[Challenge]
Pictures stay out of your copy, but everything else in the records below must be repeated exactly.

[Material provided]
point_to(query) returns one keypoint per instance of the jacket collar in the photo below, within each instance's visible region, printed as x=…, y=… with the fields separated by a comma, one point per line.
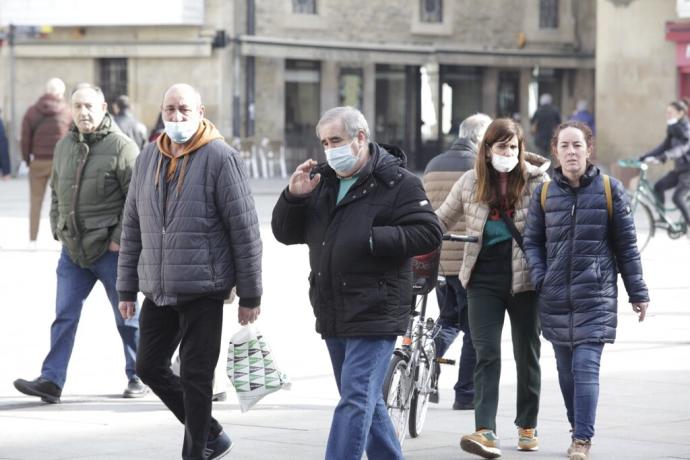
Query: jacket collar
x=590, y=174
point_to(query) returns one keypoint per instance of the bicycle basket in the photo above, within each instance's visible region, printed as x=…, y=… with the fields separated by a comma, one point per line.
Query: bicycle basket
x=425, y=271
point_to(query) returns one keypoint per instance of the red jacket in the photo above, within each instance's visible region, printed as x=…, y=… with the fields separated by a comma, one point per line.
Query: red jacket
x=45, y=123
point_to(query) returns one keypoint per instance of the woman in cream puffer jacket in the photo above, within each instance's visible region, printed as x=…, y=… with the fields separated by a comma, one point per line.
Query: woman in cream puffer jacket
x=495, y=273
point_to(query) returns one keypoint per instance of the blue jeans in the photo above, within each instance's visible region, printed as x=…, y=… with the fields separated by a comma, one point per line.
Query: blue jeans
x=578, y=376
x=74, y=284
x=360, y=419
x=452, y=301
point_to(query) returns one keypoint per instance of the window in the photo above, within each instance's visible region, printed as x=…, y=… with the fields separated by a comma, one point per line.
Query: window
x=431, y=11
x=508, y=104
x=112, y=78
x=548, y=14
x=350, y=87
x=461, y=96
x=302, y=107
x=304, y=6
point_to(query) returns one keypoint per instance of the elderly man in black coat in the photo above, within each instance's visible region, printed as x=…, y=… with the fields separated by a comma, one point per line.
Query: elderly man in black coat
x=363, y=217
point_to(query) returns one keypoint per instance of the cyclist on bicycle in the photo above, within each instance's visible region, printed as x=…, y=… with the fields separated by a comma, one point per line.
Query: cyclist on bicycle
x=676, y=146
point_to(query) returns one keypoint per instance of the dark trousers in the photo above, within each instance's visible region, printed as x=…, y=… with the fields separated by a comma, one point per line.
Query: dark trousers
x=681, y=181
x=452, y=301
x=489, y=298
x=196, y=326
x=578, y=377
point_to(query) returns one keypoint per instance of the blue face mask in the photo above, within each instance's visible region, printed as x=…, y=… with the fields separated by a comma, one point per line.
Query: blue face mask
x=181, y=131
x=341, y=159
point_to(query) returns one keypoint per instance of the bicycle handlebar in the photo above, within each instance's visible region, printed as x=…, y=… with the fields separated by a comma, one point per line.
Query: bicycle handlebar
x=632, y=163
x=460, y=238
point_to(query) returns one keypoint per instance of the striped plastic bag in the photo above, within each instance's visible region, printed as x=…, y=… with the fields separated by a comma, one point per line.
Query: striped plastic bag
x=252, y=368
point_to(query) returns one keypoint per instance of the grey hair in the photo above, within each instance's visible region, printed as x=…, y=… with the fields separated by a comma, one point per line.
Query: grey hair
x=545, y=99
x=474, y=127
x=353, y=120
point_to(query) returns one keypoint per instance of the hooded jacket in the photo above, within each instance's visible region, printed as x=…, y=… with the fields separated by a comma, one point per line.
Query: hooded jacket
x=462, y=204
x=89, y=185
x=190, y=227
x=360, y=248
x=439, y=177
x=573, y=249
x=43, y=125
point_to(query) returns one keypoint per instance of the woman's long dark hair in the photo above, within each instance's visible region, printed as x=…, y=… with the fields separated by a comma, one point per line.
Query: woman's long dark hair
x=488, y=187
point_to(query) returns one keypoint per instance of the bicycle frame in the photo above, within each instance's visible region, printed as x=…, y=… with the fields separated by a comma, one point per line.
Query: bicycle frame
x=644, y=192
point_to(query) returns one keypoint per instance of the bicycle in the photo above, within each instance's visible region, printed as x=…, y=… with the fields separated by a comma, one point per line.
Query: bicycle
x=646, y=207
x=409, y=380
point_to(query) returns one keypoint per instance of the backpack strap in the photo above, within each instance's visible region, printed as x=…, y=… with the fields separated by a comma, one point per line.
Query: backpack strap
x=609, y=198
x=544, y=192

[Finished exercise]
point_to(query) returns one keypoint per instance of the jacket collar in the photo below, within each instance's visible region, printed as x=…, y=… with the fields separated by a comma, one point per line.
Query: jacket collar
x=590, y=174
point_to(query) returns one keypoint per instance of the bicycle basket in the photo above, within each instance's visible region, printed as x=…, y=… with the fields separated by a comma, one point per line.
Query: bicycle basket
x=425, y=271
point_to(query) returns one keypoint per instance of the red jacket in the photo above, within each instance's visible region, printed as x=…, y=… with the fields separated by a comma, one point per line.
Query: red jacket
x=45, y=123
point_to(query) returns one keypoint per instance of the woman in cream puffer jacket in the photo above, within each instance's visible region, printed as x=…, y=… with the fields separated by a comma, one point per line.
Query: woman in cream puffer jacket
x=495, y=273
point_to(query) returns one keypoint per instance of the blue jeans in the photo above, within each instance's visible region, printed as x=…, y=… with the fields separated by a comma, one point per line.
Query: blue jeans
x=578, y=376
x=74, y=284
x=360, y=419
x=452, y=301
point_to(query) returns one keypoint per instance of the window in the photo above, within each instance's visible region, printed as x=…, y=… with the fields separated by a comma, one point per line.
Query: window
x=431, y=11
x=508, y=104
x=112, y=78
x=548, y=14
x=350, y=87
x=461, y=96
x=302, y=107
x=304, y=6
point_to(query) returns one keypoint per instance of the elderly man in black coat in the photo above, within each instance's visible region, printed as x=…, y=… with the fields separated by a comma, one point per line.
Query: elderly man in black coat
x=363, y=217
point_to(query) returns one keypoint per instance of the cyclist on bicycle in the photo above, within each instance's visible region, printed as x=…, y=… with the fields separated by a comma, one point per line.
Query: cyclist on bicycle
x=676, y=146
point_to(query) returns one keypoint per instance of the dark trousers in the photo above, within each instance's visible region, printed as x=…, y=… with the fields separated by a comma, one point per line.
Query: dark trousers
x=681, y=181
x=452, y=301
x=489, y=298
x=196, y=326
x=578, y=377
point_to(query) returns one keypoint per instance of the blue face mask in the photo above, within each instance's visible region, printed as x=…, y=… with the fields separated by a comma, one point per line.
Query: blue face mask
x=181, y=131
x=341, y=159
point_to(query) returns one keypoint per instance of the bicycle handlebar in the photo above, within each instance's visible region, printed as x=…, y=… with the fields separated by a comma, one point per line.
Query: bicycle handlebar
x=632, y=163
x=460, y=238
point_to(query) returns one keypoint per instance of the striped plastic bag in the photo above, within each instance's visible region, printed as x=…, y=… with the fields separated by a comma, one point per line.
Query: striped plastic bag
x=252, y=368
point_to(query) returns one keypoint per instance of the grey hair in the photo above, within each instance's visible region, printed as x=…, y=… with the fields separated by a comma, one point per line.
Query: grey hair
x=545, y=99
x=474, y=127
x=353, y=120
point_to(query) returns one keypoint per instance of the hooded jacket in the photo above, within each instance's visible region, printed as x=…, y=… with the fields separated by a comma, one point per line.
Query: hooded jacket
x=462, y=204
x=89, y=185
x=190, y=227
x=360, y=248
x=439, y=177
x=573, y=249
x=43, y=125
point_to(query) returns one keypoint per instance of the woman's long dark hair in the photo above, within each instance's visible region, printed as x=…, y=… with the fields separated by a comma, one point per line.
Query: woman's long dark hair
x=488, y=187
point_to(query) returns one keypoint per instance of the bicycle frame in the photo above, within each instance's visible region, printed as x=…, y=… with the fields separated by a comma, one point per line.
Query: bicycle frame
x=644, y=192
point_to(query) returns one keypoint per instance of the bicycle in the photo above, within each instance's visible region, printed as x=…, y=… with the fields separated by a comma, one point per line.
Query: bicycle
x=646, y=207
x=409, y=380
point_to(query) returns one keypoint per instance of the backpack strap in the photo above, within each instance's visible region, printed as x=…, y=… with the fields separated by a comma, one point per line.
Query: backpack strap
x=609, y=198
x=544, y=192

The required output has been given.